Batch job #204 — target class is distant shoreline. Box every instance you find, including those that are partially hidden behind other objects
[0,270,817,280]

...

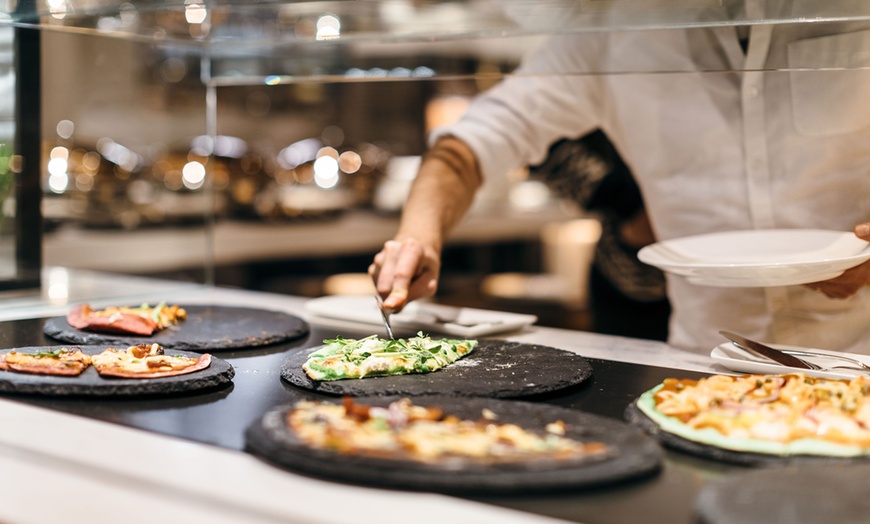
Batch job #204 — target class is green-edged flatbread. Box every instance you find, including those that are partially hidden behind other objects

---

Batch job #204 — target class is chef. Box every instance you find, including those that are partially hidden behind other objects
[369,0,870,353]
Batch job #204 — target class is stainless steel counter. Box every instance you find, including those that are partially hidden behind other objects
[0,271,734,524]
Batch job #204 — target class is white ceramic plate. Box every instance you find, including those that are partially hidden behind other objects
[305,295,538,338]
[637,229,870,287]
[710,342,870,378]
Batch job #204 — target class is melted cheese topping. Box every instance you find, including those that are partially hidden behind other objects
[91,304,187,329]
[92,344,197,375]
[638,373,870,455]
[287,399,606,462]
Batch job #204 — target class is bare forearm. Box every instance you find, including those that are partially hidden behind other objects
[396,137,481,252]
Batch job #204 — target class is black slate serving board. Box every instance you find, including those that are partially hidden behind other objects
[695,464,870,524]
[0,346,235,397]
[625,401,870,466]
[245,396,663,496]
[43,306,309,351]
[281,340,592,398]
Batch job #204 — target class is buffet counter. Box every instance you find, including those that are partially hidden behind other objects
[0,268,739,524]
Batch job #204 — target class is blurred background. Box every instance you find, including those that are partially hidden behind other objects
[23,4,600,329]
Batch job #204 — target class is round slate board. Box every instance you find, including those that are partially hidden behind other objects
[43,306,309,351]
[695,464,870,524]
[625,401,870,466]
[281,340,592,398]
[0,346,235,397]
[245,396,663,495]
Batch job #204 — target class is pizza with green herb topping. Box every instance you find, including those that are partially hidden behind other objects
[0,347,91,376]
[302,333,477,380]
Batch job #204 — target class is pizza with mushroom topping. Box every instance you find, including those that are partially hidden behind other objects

OPDRACHT. Neem uit de records de regels van de regel met "Batch job #204 — target class is distant" tot en met de regel met "[0,270,817,280]" ongewijzigd over.

UITWERKING.
Batch job #204 — target class is distant shoreline. Box every instance you find, including those that are partially hidden behind other objects
[0,270,817,280]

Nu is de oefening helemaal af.